# EXERCISE BRIEF
Every line below between the line holding "Target: dark red suv" and the line holding "the leopard's face", inclusive, should be repeated exactly, and all other lines omitted.

(TASK MATERIAL Opens)

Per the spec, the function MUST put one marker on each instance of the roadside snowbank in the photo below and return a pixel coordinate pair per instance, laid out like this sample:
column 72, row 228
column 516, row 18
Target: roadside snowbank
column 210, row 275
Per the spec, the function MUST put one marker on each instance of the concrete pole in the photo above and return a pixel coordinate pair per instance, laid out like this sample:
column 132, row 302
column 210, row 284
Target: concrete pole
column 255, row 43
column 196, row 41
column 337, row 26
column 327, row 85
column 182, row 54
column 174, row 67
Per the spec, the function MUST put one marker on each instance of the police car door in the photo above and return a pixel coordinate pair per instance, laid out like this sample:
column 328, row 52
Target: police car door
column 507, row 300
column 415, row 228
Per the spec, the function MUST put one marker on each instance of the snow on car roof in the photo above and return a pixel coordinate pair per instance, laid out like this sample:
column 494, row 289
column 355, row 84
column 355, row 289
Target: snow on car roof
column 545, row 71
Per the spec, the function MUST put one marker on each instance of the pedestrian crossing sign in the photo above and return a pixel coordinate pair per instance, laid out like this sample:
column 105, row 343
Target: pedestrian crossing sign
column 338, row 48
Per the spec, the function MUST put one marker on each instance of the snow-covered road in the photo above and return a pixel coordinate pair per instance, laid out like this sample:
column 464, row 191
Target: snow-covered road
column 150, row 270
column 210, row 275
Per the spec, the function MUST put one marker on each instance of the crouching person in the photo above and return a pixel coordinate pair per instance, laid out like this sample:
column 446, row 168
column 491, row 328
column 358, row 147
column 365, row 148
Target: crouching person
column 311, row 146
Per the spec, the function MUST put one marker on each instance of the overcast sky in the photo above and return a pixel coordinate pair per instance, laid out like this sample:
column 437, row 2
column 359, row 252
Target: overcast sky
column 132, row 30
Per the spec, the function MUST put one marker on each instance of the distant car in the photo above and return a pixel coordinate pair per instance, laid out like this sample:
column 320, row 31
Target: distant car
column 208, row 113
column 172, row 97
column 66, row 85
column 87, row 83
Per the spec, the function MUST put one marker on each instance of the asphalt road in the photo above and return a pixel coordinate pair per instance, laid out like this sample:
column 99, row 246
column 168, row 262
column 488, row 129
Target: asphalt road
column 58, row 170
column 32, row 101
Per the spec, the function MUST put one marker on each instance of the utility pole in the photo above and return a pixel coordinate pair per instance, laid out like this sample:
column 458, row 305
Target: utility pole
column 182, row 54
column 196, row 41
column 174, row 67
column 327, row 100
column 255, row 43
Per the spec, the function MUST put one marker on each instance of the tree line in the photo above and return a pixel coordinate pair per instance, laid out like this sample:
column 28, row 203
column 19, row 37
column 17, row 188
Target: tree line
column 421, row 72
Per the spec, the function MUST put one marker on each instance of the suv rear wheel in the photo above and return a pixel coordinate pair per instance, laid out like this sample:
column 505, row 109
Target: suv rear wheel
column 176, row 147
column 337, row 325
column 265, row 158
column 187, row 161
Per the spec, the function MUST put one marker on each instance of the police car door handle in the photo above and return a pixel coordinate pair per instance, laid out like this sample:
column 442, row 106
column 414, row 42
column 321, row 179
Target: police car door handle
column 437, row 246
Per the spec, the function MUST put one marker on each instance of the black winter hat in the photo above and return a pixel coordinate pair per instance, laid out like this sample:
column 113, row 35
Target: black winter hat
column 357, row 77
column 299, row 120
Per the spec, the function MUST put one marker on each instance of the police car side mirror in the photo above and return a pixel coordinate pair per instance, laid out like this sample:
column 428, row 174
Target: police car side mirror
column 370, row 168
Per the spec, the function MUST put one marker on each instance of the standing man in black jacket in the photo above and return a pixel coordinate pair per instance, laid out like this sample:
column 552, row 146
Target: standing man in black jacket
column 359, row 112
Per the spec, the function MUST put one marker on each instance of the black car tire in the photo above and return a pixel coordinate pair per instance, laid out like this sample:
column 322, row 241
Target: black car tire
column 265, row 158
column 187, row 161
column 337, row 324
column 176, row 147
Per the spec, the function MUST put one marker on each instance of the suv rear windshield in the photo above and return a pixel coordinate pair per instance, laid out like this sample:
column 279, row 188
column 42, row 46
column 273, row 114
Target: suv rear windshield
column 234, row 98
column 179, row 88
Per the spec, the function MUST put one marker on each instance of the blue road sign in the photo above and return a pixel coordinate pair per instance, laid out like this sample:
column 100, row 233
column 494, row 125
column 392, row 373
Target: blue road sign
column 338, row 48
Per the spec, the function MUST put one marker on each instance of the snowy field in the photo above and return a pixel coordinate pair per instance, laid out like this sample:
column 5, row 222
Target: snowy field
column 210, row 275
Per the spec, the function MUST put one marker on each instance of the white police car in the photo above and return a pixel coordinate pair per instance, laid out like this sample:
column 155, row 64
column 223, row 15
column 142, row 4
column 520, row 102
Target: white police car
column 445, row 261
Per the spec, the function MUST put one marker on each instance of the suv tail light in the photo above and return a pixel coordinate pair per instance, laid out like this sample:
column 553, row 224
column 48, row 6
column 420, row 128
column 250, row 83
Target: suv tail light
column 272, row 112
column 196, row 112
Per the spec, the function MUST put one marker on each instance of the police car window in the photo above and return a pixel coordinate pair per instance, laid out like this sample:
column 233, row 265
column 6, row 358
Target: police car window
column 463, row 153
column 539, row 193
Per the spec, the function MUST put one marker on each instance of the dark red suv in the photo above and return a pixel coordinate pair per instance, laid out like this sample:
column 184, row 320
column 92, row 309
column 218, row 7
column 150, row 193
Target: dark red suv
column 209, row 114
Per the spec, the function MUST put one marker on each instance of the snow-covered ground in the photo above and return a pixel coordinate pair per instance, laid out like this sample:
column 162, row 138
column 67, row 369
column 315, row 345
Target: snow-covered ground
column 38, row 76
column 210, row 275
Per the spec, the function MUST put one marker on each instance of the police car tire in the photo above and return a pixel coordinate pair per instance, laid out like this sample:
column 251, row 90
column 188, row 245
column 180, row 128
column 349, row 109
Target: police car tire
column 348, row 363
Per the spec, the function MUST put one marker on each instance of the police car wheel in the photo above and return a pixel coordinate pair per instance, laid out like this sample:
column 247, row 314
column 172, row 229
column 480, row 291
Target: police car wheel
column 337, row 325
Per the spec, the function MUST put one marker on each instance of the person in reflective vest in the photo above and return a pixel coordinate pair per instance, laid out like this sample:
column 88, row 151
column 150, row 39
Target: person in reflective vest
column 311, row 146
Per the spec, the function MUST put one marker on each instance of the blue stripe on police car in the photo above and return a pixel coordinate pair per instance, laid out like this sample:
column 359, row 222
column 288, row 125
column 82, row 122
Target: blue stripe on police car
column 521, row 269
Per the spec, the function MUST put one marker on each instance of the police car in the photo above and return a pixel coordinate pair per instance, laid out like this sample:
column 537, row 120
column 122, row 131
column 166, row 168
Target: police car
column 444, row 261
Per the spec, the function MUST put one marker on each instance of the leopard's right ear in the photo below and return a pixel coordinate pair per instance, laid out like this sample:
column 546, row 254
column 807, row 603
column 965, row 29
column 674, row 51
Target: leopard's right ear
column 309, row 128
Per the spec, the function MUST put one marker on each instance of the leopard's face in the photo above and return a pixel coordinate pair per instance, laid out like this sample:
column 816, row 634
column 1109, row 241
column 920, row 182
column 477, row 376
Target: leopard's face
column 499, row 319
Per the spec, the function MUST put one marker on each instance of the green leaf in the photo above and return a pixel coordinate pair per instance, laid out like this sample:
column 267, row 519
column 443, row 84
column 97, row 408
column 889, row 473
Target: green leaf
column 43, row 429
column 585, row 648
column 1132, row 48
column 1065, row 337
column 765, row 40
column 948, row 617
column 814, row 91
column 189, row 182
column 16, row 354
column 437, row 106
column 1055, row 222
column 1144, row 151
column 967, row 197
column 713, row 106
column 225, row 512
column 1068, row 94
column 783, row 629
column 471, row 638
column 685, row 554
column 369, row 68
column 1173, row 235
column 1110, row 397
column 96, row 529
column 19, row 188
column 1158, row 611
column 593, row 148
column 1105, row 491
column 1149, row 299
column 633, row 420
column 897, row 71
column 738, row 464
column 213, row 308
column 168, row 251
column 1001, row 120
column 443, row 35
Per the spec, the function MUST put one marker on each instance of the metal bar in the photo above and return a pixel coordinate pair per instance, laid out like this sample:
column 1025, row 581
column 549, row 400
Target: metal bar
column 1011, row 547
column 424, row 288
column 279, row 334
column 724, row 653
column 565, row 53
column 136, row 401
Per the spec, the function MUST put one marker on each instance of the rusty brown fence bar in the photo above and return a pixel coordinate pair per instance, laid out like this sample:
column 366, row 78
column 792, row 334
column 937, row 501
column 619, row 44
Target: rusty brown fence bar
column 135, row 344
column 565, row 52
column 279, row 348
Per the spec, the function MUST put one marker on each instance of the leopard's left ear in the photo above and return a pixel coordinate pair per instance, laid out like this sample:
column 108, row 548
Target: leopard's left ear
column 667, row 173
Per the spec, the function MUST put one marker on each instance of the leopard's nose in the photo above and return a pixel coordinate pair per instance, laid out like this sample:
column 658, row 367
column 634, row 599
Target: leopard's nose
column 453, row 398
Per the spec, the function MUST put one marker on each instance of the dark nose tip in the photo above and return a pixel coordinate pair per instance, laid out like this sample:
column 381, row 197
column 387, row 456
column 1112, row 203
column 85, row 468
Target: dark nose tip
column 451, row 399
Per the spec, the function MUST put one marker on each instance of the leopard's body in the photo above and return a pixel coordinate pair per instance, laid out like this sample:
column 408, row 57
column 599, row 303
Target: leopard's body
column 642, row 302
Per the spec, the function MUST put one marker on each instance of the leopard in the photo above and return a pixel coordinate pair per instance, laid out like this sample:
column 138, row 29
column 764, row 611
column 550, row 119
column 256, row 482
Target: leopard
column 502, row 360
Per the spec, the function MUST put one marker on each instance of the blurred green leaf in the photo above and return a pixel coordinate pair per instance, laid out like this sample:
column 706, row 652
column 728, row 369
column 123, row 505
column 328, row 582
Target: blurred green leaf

(TASK MATERIAL Closes)

# EXPECTED ANSWER
Target: dark red suv
column 209, row 114
Per the spec, the function MUST put one marker on each instance of the snow-covered ground in the photo above and return a pixel coordinate pair per instance, laid out like this sample:
column 162, row 138
column 67, row 369
column 315, row 345
Target: snow-covered ground
column 38, row 76
column 210, row 275
Per the spec, the function MUST put one marker on each instance of the police car tire in the photo above and return a pixel coordinate pair per instance, laid out like this sample:
column 251, row 90
column 188, row 245
column 180, row 128
column 349, row 109
Target: police car tire
column 348, row 363
Per the spec, the function MUST put one marker on each instance of the police car wheel in the photo above and return a pixel coordinate pair per instance, laid out like this sample:
column 247, row 314
column 172, row 229
column 480, row 291
Target: police car wheel
column 337, row 325
Per the spec, the function MUST put one marker on each instance of the person in reflective vest in the photo above and return a pixel coordinate pair per instance, laid out like this sample:
column 88, row 151
column 150, row 39
Target: person in reflective vest
column 311, row 146
Per the spec, the function MUST put one marker on each instance of the blue stripe on police car in the photo above and return a pixel coordinate pair per instance, laid out like this sample:
column 359, row 222
column 288, row 125
column 82, row 122
Target: blue stripe on police car
column 521, row 269
Per the spec, the function MUST put one marker on each instance of the police car in the photo above and return a pixel coordinate pair per instance, laid out like this sample:
column 537, row 120
column 122, row 131
column 166, row 168
Target: police car
column 444, row 261
Per the spec, the function MUST put one marker on each instance of the leopard's right ear in the photo below and return a pixel coordinate pair per instance, laid out like this sample:
column 546, row 254
column 807, row 603
column 965, row 29
column 674, row 51
Target: leopard's right ear
column 309, row 128
Per the spec, the function MUST put one marker on each instance of the leopard's face in the photo above and return a pixel coordinate pair per instance, laid out like this sample:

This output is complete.